Request
Please copy the passage of the post on traits that starts at "One of the changes" and ends at "introduction to traits.", word for word.

[Excerpted text Boundary: Start]

Traits

One of the changes we’ve made in going from smalltalk to neptune, beyond pure syntax, is in the object model. We’ve added an optional type system and introduced two new concepts: traits and protocols. I don’t mean new in the sense that we invented them, they’re pretty well known actually, but they’re new in the sense that they’re not part of standard smalltalk. In this post I’ll give a brief introduction to traits.

Smalltalk’s single inheritance model is clean and simple, but it also has many limitations. The most obvious limitation is that a class can only share code with one other class, its superclass. In addition, there are also more conceptual limitations. If I create a subclass B of class A, an instance of B should be considered a special case of an instance of A. The typical toy example of this is animals. Let’s say that the class Eagle extends the class Bird which extends the class Animal. This models the fact that an eagle is a bird and a bird is an animal. On the other hand, a bat shares many of the characteristics of a bird but it is not a bird so the class Bat cannot inherit from Bird. Even though there is much code in the class Bird that could be used in class Bat, single inheritance doesn’t allow them to share code because it is just conceptually wrong. I guess this is a pretty poor example but at least if someone disagrees and believes a bat can be implemented by using parts of birds I can just sit back and wait for the villagers with torches and pitchforks to take care of him. But I digress.

C++, another ancestor of neptune, has multiple inheritance which at least solves some of the problem — a class can now share code with more than one other class — but introduces so many other problems that we’ve never really considered it as a serious alternative. The solution we’ve decided to go for is traits. Traits seem to be slowly making their way into the mainstream as a more flexible way of sharing code between classes; variants can be found in languages such as perl6, scala and fortress.

To explain how traits work in neptune I’ll show you an example from our libraries. One place where we’ve used traits in our libraries is for implementing relational operators such as <, >=, etc. In most languages I know, the standard way of making an object x comparable to other objects is to add a method to x that takes the object to compare it with, y, and returns an integer signifying whether x is less than, equal to, or greater than y. In java that method is compareTo: if x is less than y, x.compareTo(y) returns a negative number, if they're equal it returns zero and if x is greater than y it returns a positive number. In neptune, we use the spaceship operator, <=>, for comparing objects. For instance,

"aardvark" <=> "zebra"

[Excerpted text Boundary: End]
[Data under study Boundary: Start]

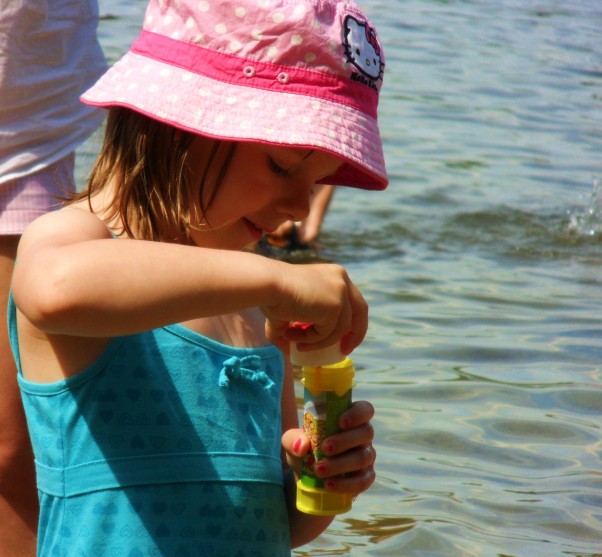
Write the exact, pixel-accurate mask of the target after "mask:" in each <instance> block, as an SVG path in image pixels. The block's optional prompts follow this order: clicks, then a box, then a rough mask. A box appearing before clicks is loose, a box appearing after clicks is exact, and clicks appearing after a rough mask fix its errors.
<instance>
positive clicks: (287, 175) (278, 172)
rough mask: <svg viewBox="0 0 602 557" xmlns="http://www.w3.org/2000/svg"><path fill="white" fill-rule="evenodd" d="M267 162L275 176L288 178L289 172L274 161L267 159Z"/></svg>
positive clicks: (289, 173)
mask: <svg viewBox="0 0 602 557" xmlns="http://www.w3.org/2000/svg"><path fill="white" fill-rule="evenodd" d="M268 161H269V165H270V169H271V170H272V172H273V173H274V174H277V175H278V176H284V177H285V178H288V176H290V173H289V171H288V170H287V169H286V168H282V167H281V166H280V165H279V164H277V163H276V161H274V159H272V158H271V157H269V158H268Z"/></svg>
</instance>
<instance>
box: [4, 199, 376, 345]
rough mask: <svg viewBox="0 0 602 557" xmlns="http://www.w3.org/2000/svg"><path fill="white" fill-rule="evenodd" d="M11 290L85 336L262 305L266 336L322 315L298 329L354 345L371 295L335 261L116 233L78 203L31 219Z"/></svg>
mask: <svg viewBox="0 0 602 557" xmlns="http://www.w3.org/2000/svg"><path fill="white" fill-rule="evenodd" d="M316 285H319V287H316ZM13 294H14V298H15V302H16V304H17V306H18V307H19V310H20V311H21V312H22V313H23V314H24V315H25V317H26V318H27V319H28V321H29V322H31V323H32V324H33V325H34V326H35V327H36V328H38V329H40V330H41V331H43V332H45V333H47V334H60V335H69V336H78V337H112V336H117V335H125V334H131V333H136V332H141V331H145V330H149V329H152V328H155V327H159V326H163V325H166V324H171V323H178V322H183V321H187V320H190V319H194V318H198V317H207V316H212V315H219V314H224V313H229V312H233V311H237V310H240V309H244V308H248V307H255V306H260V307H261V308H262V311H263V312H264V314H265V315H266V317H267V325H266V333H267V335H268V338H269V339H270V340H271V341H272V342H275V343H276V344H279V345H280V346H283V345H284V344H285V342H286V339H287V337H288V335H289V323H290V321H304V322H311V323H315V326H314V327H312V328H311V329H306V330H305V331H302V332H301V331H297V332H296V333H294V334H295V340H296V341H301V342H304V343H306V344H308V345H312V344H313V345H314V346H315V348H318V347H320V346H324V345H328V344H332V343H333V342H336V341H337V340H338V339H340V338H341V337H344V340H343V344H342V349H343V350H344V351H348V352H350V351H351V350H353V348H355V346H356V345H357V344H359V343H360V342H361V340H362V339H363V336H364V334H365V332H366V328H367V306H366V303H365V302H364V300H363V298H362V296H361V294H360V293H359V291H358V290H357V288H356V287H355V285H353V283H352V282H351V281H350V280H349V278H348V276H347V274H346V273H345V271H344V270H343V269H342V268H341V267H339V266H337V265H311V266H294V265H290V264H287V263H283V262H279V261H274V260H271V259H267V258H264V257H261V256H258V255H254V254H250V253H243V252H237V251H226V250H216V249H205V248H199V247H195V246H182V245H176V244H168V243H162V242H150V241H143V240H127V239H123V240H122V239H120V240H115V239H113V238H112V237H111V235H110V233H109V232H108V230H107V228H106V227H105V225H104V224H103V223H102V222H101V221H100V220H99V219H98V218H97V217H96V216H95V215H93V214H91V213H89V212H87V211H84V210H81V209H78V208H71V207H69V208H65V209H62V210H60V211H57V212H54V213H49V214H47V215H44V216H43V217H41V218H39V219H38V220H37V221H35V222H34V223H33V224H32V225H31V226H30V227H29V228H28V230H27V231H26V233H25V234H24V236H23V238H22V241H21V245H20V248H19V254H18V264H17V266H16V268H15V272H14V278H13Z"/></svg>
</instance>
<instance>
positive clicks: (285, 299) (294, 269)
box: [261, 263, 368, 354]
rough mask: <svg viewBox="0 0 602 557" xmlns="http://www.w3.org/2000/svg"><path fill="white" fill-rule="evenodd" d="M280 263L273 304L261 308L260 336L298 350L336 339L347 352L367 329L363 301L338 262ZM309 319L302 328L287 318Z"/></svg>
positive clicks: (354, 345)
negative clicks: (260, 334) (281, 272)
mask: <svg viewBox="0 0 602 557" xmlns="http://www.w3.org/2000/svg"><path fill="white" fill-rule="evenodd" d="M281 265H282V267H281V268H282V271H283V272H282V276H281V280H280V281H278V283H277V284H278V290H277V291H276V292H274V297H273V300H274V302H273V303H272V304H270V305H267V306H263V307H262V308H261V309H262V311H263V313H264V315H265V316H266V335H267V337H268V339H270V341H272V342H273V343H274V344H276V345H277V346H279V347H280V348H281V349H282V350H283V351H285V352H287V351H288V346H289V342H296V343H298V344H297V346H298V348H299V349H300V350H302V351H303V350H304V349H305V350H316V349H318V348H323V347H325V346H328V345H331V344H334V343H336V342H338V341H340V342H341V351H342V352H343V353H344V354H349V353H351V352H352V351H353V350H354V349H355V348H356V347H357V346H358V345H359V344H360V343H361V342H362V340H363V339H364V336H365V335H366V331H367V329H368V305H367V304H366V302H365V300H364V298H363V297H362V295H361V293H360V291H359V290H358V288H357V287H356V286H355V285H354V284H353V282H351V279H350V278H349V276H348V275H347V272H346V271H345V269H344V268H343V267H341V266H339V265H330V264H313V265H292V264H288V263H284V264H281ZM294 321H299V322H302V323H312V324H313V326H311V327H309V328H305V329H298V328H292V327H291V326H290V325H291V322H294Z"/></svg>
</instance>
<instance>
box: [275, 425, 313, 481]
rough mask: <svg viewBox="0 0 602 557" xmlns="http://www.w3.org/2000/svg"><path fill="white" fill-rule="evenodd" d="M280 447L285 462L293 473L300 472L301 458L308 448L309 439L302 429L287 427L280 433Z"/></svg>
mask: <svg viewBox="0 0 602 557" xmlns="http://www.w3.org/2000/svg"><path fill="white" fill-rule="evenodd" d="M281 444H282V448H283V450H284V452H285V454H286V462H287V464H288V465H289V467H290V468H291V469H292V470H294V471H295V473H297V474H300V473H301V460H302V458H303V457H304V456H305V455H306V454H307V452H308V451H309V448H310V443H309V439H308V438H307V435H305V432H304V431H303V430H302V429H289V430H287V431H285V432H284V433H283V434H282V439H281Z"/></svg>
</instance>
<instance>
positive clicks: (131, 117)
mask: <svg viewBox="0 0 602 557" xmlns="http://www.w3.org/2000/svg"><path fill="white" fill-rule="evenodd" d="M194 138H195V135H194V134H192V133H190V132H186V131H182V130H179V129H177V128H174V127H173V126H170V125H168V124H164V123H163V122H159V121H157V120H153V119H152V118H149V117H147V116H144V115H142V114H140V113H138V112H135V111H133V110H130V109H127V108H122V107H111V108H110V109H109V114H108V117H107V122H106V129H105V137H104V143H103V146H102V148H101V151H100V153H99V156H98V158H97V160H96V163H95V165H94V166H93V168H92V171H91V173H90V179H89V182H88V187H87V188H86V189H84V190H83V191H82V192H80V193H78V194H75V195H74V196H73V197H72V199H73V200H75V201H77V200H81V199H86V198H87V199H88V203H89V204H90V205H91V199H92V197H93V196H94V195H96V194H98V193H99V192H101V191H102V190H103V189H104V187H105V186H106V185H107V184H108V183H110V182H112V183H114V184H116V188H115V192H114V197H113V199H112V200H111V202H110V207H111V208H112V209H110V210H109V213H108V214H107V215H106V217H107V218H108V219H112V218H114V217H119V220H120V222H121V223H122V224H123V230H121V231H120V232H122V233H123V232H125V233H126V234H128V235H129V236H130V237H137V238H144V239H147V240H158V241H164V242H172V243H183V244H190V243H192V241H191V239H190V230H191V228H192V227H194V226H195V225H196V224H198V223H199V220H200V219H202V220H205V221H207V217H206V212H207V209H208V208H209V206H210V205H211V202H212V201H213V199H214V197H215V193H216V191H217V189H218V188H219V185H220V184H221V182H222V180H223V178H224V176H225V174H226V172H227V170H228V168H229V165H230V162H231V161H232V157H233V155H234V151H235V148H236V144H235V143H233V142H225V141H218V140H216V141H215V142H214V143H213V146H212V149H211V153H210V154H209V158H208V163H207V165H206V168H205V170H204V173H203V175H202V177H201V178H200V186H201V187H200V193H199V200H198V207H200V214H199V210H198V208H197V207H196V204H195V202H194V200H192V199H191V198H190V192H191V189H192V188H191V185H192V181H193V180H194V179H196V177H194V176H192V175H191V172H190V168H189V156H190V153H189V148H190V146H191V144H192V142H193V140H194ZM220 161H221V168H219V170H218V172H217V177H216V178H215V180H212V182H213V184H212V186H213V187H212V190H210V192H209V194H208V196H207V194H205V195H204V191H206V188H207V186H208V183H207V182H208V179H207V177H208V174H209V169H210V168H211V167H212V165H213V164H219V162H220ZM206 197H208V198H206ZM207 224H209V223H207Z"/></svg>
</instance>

[Data under study Boundary: End]

Finished task
One of the changes we’ve made in going from smalltalk to neptune, beyond pure syntax, is in the object model. We’ve added an optional type system and introduced two new concepts: traits and protocols. I don’t mean new in the sense that we invented them, they’re pretty well known actually, but they’re new in the sense that they’re not part of standard smalltalk. In this post I’ll give a brief introduction to traits.